Reproduce the records exactly. Leave the pictures out.

-------- Given data --------

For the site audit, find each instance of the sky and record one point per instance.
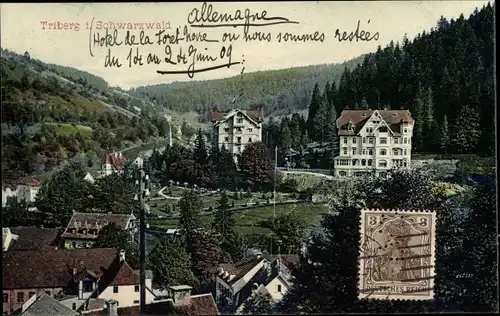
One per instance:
(25, 27)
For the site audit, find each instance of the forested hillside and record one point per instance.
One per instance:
(48, 119)
(444, 77)
(281, 92)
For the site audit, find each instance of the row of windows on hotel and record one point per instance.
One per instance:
(382, 140)
(239, 130)
(369, 151)
(369, 162)
(238, 140)
(20, 295)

--------

**Solution**
For the site audit, find each instance of the sky and record one point per instance.
One per instance:
(25, 27)
For the site audit, find each instance of the forested hillside and record one point per instance.
One per instance:
(48, 119)
(444, 77)
(281, 92)
For the site audit, find each instance of the row of windows on hotel and record one point per instance.
One per instance:
(382, 140)
(239, 130)
(369, 151)
(369, 162)
(238, 140)
(20, 295)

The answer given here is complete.